TASK MATERIAL =
┄┄┄┄┄┄┄┄┄┄┄┄┄┄┄┄┄┄┄┄
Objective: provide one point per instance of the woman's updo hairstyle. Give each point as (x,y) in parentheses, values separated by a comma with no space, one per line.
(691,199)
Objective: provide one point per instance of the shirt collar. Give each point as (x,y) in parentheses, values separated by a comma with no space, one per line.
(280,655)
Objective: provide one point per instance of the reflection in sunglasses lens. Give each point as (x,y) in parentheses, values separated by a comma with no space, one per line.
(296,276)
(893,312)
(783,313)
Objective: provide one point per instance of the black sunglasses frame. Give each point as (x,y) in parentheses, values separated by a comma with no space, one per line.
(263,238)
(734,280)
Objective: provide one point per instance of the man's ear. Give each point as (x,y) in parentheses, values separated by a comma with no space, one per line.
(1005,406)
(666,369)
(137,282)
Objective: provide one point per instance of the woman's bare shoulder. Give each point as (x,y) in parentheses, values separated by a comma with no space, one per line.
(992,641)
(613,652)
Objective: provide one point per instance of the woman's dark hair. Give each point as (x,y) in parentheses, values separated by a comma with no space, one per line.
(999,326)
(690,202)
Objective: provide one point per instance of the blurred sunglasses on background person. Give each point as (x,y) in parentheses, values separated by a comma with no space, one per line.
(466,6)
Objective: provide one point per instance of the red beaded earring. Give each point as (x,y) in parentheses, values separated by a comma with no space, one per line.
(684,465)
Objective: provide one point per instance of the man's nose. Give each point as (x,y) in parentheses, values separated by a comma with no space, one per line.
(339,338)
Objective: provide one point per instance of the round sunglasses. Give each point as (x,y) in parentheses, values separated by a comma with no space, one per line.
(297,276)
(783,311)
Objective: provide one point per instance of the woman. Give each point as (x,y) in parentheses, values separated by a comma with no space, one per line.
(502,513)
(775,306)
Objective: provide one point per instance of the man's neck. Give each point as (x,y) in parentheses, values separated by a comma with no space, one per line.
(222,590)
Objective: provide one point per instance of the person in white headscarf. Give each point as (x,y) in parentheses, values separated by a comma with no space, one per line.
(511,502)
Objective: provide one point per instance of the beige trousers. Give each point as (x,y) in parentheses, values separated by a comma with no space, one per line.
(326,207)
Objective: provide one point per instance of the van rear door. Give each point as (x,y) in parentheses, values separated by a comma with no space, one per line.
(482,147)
┄┄┄┄┄┄┄┄┄┄┄┄┄┄┄┄┄┄┄┄
OBJECTIVE =
Rewrite each line of the records above as a numbered list, skipping any blank lines.

SOLUTION FOR THIS EXERCISE =
1. Objective: provide one point per instance of the woman's updo hairstyle. Give each point as (x,y) in parentheses, values separated by a comma with no space, one per line.
2. (691,199)
3. Objective: provide one point per instance of the shirt collar. Give each point as (x,y) in parentheses, values separated by a comma with no space, one per line.
4. (280,655)
5. Objective: provide one point per instance of the reflection in sunglasses lens. Give each point as (x,y) in parentheses, values separated by a comma with no space, one per line.
6. (296,276)
7. (893,312)
8. (783,313)
9. Objective: provide one point per instance of the black sunglasses frame. Give each point as (x,y) in parentheses, values separated by a comma with no space, one per line.
10. (263,238)
11. (734,280)
12. Objective: provide one point per instance of the man's ear. Give each point as (x,y) in parentheses, values separated by a comma with no space, one per line.
13. (1005,406)
14. (666,369)
15. (137,282)
16. Objective: provide one point per instance of the woman's bare shoulder. Give each point as (x,y) in parentheses, values separated by a comma with no space, one per line.
17. (992,641)
18. (613,652)
19. Objective: provide one point per instance of the woman's dark hair. Give each point as (x,y) in parentheses, values separated by a comma with no space, one per line.
20. (999,326)
21. (690,202)
22. Objective: provide one point per instance of the blurred sunglasses on background person. Give each point as (x,y) in parentheses, values separated by a comma with no space, one per line.
23. (466,6)
24. Objective: provide one point per instance of the red beaded earring. Give each point as (x,y) in parentheses, values separated by a comma with no space, one per line.
25. (684,465)
26. Objective: provide one point per instance of the man's nose. Give each point as (x,y) in parentheses, values separated by a comma with no space, one per line.
27. (339,338)
28. Objective: provide one point per instance of the round sunglasses. Give each point as (x,y) in parentheses, values separated by a comma with no space, one per line.
29. (297,276)
30. (783,311)
31. Objective: provide one point per instance of the woman. Give each point as (x,y) in parentheses, values separated by a comma with no space, one per line.
32. (502,513)
33. (775,306)
34. Objective: provide one point per instance of the man's neck. Give each point as (x,y) in parentheses, values separated by a comma with no space, one per line.
35. (222,590)
36. Objective: provide one point per instance of the person in white headscarf. Give each point as (x,y) in parentheses, values separated by a comma with no space, one per line.
37. (511,502)
38. Objective: provide one point per instance of the beige trousers. Give each point as (x,y) in parentheses, values separated by a comma with no space, one per line.
39. (326,207)
40. Objective: provide one point per instance of the van rear door. Give each point as (x,y) in parentheses, values separated by a comma with no space, one per line.
41. (482,147)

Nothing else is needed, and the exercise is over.